> _Exercise requirements_: What is needed is an exact repeat of the lines from the line containing "Each instance receives one keypoint. Mark the oven door handle" through the final line of the entries below, and nothing else.

> _Data records_:
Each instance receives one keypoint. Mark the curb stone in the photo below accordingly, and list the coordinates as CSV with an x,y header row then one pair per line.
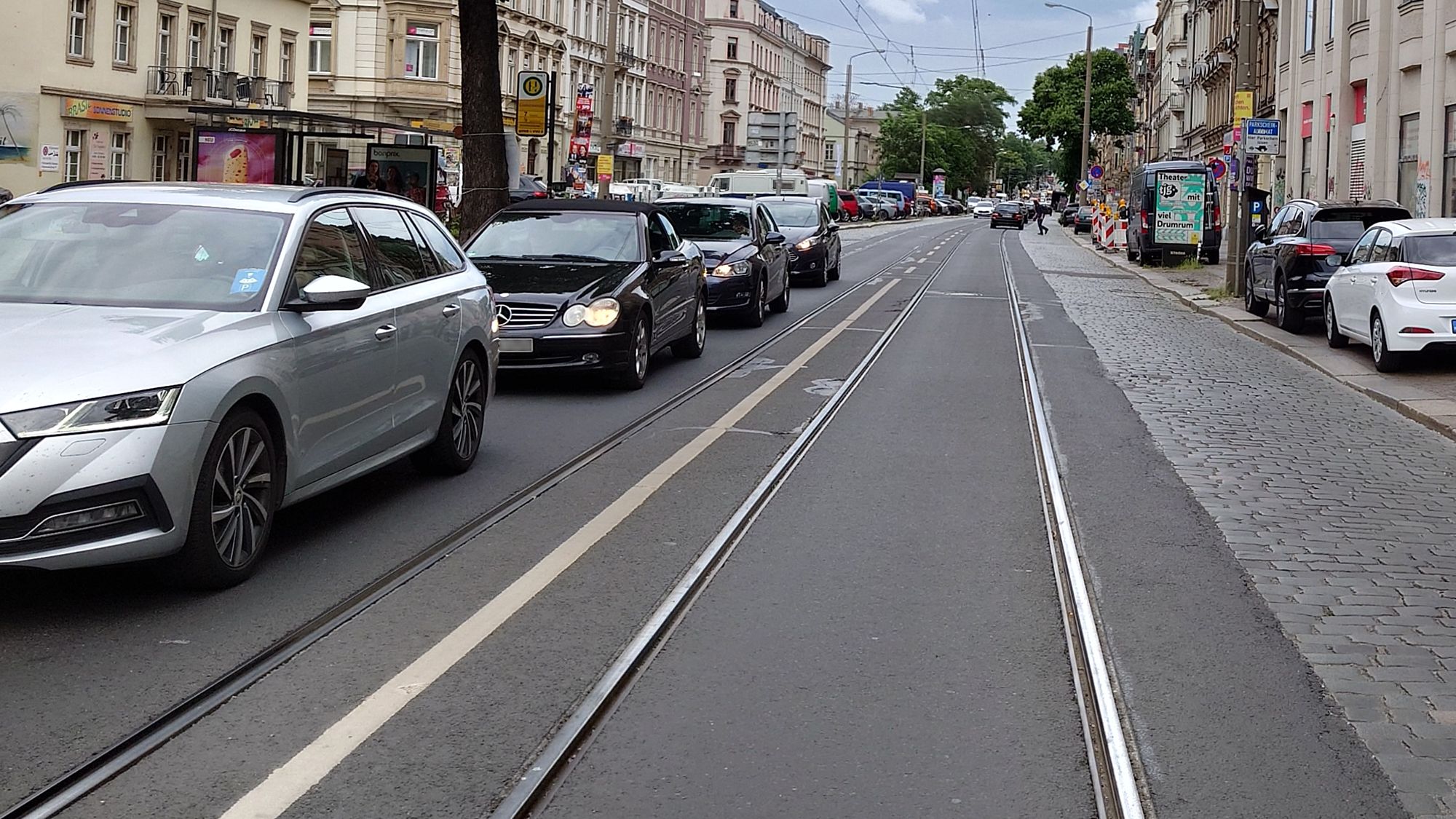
x,y
1435,411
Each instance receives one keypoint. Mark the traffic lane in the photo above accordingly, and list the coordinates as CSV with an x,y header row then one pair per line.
x,y
95,653
484,719
886,640
1208,676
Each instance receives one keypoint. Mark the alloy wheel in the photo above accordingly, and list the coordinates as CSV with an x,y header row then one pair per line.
x,y
242,497
467,408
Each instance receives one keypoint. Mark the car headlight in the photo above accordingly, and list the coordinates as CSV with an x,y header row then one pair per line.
x,y
98,414
735,269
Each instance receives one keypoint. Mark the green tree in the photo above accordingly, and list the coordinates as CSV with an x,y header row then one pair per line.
x,y
1055,110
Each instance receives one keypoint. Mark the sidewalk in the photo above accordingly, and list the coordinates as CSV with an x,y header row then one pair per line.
x,y
1425,392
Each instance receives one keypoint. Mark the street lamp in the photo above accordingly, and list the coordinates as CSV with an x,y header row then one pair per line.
x,y
1087,97
850,79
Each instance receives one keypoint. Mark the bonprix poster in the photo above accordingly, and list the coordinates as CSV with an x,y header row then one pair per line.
x,y
1179,213
238,158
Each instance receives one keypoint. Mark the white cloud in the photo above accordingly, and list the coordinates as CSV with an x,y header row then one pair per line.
x,y
898,11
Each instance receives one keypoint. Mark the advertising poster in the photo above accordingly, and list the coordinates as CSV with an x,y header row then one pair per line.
x,y
238,157
1179,213
408,171
582,132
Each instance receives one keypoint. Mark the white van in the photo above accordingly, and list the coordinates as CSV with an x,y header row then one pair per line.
x,y
764,183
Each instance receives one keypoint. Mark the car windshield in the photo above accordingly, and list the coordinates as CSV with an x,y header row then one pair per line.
x,y
1439,251
573,235
794,215
711,222
1350,223
138,256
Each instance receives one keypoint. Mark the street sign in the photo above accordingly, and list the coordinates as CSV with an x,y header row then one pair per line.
x,y
1179,210
1262,136
531,104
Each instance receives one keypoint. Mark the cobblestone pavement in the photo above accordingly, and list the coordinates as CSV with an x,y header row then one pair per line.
x,y
1332,502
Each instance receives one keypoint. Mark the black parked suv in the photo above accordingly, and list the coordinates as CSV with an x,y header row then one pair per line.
x,y
1291,261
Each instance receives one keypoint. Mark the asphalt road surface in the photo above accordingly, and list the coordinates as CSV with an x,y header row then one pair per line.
x,y
886,640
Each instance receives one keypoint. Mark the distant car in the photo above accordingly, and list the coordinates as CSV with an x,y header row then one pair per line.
x,y
812,237
1010,215
745,254
178,362
592,285
1288,266
1397,292
1083,221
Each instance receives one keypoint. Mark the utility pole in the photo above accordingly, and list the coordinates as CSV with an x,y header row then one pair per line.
x,y
1234,273
609,92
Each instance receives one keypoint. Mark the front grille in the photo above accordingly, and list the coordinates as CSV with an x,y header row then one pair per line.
x,y
526,317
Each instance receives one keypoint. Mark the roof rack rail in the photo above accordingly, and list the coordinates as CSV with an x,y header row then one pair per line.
x,y
308,193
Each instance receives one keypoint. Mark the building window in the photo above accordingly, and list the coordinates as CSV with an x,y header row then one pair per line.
x,y
286,62
167,25
74,155
184,158
76,44
321,49
120,145
1407,159
257,53
423,52
226,39
159,158
196,43
122,55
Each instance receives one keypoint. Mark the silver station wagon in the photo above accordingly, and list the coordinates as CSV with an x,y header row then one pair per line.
x,y
178,362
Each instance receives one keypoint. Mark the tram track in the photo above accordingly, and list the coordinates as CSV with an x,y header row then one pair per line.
x,y
79,781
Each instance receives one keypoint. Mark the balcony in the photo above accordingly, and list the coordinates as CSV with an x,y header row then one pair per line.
x,y
199,84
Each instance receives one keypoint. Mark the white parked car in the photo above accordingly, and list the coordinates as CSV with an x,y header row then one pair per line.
x,y
1397,290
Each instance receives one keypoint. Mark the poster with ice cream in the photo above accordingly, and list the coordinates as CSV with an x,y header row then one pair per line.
x,y
238,157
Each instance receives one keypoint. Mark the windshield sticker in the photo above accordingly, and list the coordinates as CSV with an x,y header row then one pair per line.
x,y
248,280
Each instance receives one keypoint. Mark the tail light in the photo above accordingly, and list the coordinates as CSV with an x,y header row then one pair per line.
x,y
1401,274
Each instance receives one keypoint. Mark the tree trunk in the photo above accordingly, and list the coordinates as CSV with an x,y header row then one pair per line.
x,y
484,186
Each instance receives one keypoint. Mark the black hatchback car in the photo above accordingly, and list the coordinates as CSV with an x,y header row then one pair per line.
x,y
1010,215
1291,261
743,250
812,238
592,285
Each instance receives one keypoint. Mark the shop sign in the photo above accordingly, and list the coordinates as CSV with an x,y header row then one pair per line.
x,y
95,110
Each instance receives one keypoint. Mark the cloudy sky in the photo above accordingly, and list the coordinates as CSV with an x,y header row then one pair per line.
x,y
1020,39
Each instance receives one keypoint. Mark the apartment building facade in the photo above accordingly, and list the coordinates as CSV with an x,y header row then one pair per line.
x,y
101,90
761,62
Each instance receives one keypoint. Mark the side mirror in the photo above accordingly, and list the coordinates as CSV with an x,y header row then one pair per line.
x,y
331,293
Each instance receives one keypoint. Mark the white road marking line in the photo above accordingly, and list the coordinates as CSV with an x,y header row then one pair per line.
x,y
298,775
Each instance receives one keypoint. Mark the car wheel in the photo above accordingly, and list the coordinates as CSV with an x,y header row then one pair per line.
x,y
634,373
759,308
1251,302
1333,334
234,506
462,424
781,305
692,344
1289,321
1387,360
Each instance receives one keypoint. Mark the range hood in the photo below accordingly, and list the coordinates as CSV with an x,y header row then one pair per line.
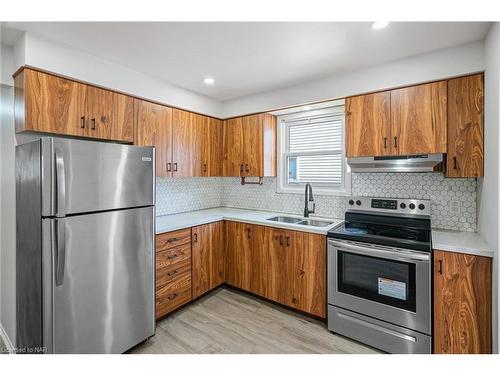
x,y
410,163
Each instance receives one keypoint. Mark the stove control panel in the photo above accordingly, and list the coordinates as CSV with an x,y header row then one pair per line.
x,y
420,207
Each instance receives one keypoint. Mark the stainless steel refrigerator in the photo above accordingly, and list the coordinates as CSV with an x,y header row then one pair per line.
x,y
85,246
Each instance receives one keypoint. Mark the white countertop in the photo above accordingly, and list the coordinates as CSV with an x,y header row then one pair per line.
x,y
169,223
460,242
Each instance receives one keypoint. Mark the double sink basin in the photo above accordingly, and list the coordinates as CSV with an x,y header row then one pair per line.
x,y
299,221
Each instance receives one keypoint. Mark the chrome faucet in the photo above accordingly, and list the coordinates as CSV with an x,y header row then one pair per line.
x,y
308,198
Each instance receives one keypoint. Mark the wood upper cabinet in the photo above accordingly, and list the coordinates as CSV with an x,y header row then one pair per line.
x,y
368,121
465,127
250,146
406,121
212,149
187,145
462,303
207,257
418,119
154,128
51,104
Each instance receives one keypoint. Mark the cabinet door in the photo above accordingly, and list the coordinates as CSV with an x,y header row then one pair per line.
x,y
368,121
154,128
212,160
418,119
187,134
100,111
233,147
122,129
278,263
50,104
465,127
308,273
253,152
239,249
208,257
462,303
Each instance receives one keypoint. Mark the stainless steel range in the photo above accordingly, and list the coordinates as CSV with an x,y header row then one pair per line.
x,y
379,274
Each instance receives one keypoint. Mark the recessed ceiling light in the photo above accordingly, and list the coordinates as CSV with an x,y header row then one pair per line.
x,y
209,81
379,25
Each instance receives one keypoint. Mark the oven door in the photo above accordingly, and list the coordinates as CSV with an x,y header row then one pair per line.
x,y
382,282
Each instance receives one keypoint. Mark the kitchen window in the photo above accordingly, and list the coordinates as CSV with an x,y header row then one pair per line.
x,y
311,149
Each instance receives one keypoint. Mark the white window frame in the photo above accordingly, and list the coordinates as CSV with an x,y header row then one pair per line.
x,y
282,186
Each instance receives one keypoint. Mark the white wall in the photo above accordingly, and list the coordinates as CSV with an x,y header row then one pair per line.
x,y
421,68
66,60
488,186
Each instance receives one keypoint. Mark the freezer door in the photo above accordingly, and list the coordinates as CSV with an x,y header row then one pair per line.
x,y
103,281
84,176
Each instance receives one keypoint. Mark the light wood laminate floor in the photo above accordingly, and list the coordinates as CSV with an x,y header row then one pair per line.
x,y
228,321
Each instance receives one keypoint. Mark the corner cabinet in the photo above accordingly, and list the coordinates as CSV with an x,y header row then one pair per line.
x,y
462,303
284,266
250,146
465,127
50,104
208,257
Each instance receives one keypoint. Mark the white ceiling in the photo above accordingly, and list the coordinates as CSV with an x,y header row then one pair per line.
x,y
249,58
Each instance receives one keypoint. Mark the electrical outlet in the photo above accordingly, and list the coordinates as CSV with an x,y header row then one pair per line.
x,y
455,207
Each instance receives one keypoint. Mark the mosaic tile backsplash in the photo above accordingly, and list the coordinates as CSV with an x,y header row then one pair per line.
x,y
453,200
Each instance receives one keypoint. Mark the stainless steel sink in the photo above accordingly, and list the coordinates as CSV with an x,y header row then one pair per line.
x,y
294,220
315,223
285,219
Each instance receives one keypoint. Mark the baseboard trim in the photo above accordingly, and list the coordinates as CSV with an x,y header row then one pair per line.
x,y
6,340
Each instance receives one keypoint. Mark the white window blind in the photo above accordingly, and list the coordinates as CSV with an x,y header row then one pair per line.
x,y
314,150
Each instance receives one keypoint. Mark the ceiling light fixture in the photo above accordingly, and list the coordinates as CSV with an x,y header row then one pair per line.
x,y
379,25
209,81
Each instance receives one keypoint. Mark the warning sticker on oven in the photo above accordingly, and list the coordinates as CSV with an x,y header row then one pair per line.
x,y
391,288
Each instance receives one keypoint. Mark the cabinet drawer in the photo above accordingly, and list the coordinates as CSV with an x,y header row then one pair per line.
x,y
173,294
170,257
165,275
172,239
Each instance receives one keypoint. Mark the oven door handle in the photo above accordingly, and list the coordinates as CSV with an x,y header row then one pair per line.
x,y
381,253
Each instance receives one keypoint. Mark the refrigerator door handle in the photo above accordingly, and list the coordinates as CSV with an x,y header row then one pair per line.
x,y
60,184
59,241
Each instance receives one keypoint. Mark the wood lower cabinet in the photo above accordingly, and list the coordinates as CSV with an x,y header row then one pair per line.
x,y
465,127
250,146
462,303
207,257
173,271
368,120
281,265
241,242
50,104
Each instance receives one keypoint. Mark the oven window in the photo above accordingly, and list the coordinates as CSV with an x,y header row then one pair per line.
x,y
382,280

> _Solution for this problem_:
Each instance receives one keypoint. Mark the oven door handle in the photo above accordingly, and list the coordinates as CSV with an x,y header row then one pair per line.
x,y
381,253
Each instance receives one keypoint. Mark the refrigerator door handle in the photo above accordingly, and list the coordinates as CSV with an x,y header row then one pair per line.
x,y
60,184
59,241
Each instance receives one keypoint. Mark the wood lower cabinet in the photo above accordingly, and list the coordinates as CSV with an x,y header row then one pair per line.
x,y
465,127
250,146
462,303
207,257
173,271
368,120
281,265
241,242
50,104
Each instance receives one keypoint. Mark the oven window in the photo above accordingly, and list the coordinates as CSV with an x,y header row then one pair per line.
x,y
382,280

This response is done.